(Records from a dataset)
_____

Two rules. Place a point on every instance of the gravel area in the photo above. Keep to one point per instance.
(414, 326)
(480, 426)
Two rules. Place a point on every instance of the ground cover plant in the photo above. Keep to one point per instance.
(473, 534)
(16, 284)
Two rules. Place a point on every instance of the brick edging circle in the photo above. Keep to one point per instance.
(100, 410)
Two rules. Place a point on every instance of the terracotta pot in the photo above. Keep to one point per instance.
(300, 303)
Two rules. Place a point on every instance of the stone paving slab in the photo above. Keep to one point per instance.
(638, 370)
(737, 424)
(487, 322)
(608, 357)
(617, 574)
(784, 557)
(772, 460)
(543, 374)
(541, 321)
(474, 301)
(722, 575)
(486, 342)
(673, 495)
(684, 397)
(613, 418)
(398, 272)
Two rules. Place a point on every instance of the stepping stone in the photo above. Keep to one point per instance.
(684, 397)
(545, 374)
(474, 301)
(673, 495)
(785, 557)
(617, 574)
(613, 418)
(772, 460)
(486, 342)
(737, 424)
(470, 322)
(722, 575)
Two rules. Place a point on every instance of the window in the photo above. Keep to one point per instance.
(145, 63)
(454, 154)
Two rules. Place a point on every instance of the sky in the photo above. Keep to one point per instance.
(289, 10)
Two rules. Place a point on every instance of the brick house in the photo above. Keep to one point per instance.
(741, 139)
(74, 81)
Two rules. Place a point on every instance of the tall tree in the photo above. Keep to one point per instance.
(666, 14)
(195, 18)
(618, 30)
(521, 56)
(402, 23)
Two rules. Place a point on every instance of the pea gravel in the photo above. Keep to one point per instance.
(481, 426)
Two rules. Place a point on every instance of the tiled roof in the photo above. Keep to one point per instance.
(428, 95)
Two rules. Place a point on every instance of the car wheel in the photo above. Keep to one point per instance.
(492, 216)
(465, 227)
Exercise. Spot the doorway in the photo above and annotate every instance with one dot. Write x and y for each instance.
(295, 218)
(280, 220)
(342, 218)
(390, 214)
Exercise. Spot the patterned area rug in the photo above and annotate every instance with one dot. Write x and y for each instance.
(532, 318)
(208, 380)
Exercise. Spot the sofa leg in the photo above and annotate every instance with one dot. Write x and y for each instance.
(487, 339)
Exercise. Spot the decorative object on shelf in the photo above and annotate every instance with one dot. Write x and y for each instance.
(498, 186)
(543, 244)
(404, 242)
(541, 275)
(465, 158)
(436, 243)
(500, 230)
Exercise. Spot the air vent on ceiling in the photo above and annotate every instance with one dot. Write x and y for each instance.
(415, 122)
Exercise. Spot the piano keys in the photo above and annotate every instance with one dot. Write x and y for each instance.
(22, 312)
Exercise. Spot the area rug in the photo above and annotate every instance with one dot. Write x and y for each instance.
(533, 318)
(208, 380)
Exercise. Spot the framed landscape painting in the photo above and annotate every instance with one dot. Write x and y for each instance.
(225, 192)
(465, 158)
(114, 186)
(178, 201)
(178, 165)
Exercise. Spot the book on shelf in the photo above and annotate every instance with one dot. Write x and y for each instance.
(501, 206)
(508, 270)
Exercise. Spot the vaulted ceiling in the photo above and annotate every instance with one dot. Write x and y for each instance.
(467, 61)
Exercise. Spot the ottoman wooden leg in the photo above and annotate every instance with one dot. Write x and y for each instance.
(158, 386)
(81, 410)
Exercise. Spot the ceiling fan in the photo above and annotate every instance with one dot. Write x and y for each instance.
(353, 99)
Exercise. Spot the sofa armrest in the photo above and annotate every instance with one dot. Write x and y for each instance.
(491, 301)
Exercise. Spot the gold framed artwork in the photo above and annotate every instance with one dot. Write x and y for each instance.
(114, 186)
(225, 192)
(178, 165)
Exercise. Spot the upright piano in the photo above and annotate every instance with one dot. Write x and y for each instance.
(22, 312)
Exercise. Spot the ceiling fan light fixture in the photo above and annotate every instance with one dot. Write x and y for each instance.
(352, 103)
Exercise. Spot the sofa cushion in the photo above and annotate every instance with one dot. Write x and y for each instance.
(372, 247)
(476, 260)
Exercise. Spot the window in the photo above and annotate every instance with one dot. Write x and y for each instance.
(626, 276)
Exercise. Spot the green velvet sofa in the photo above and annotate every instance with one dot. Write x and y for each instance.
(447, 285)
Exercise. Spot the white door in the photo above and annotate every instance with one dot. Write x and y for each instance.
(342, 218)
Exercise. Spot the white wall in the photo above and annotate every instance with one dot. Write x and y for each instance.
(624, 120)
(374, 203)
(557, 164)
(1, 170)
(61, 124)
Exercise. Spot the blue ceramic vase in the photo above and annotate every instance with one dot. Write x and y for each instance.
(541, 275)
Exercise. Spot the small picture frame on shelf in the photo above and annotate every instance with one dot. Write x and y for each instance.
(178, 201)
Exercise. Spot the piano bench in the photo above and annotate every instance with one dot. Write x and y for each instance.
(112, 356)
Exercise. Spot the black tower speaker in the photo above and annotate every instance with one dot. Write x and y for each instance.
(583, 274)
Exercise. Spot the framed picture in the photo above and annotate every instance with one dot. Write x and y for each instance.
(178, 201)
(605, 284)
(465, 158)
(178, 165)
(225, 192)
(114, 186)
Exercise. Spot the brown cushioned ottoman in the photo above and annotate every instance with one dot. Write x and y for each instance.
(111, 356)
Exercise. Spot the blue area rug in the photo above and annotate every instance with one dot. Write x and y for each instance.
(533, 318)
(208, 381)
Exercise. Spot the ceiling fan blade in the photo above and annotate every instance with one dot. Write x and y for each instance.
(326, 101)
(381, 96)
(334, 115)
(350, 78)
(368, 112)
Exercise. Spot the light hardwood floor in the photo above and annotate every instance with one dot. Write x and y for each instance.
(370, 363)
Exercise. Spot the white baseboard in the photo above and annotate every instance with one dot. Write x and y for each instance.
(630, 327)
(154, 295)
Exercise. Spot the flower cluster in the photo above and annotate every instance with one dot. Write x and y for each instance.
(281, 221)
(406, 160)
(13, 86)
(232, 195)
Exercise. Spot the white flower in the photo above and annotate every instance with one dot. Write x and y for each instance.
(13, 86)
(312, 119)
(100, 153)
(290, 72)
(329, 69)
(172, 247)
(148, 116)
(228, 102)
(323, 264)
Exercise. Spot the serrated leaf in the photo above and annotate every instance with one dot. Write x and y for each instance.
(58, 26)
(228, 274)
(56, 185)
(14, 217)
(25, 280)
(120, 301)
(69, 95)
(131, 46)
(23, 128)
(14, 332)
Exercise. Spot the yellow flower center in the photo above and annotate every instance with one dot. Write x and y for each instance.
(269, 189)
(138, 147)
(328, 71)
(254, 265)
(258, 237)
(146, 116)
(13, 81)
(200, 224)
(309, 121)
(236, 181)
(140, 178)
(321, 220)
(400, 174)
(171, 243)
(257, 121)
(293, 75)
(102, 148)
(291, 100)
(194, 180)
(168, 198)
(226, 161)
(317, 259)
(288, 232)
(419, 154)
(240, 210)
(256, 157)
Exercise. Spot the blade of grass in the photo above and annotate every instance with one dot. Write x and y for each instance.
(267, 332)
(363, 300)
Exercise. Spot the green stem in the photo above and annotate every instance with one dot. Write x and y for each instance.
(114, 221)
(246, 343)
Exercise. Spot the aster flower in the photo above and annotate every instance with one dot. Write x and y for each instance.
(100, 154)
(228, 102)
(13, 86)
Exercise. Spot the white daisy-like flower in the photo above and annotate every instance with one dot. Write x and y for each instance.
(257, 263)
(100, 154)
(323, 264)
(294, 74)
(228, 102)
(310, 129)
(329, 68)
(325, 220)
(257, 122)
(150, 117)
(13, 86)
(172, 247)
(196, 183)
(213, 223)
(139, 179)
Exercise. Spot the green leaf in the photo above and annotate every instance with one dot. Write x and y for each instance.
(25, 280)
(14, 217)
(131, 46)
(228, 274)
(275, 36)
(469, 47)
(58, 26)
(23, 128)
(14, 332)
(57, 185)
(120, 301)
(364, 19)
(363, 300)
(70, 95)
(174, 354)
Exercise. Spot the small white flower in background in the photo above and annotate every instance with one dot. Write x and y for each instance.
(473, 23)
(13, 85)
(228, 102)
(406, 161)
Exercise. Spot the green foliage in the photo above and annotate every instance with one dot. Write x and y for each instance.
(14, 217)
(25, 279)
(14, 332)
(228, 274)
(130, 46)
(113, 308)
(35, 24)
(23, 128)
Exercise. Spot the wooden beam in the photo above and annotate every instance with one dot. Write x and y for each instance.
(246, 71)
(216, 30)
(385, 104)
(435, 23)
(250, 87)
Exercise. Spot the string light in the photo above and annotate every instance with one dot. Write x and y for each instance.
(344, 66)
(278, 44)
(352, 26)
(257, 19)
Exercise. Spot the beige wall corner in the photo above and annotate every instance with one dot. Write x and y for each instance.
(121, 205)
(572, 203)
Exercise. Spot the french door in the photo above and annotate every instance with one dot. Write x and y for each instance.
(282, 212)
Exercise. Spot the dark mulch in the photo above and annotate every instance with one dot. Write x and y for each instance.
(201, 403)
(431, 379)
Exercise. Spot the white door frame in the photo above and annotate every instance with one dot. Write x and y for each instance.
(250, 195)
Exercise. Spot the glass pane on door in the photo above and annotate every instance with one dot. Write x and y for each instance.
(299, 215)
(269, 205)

_____

Rewrite the data from the line containing "Exercise. Spot the french" through the end of the data, changing "annotate" to "mark" and leaving everything else as it is.

### Correct output
Exercise. Spot the french door in the photo above and mark every instance with one dot. Write x and y for each instance.
(282, 212)
Exercise. Spot the dark mulch in the photo above and mark every instance with one dot. Write x and y for each instance.
(201, 403)
(431, 379)
Exercise. Spot the white door frame in the photo above and mark every instance with one dot. Write x and y for each instance.
(250, 195)
Exercise. Spot the glass pane on door in the photo above and mark every instance with one dot. Write x and y for each instance.
(299, 215)
(269, 205)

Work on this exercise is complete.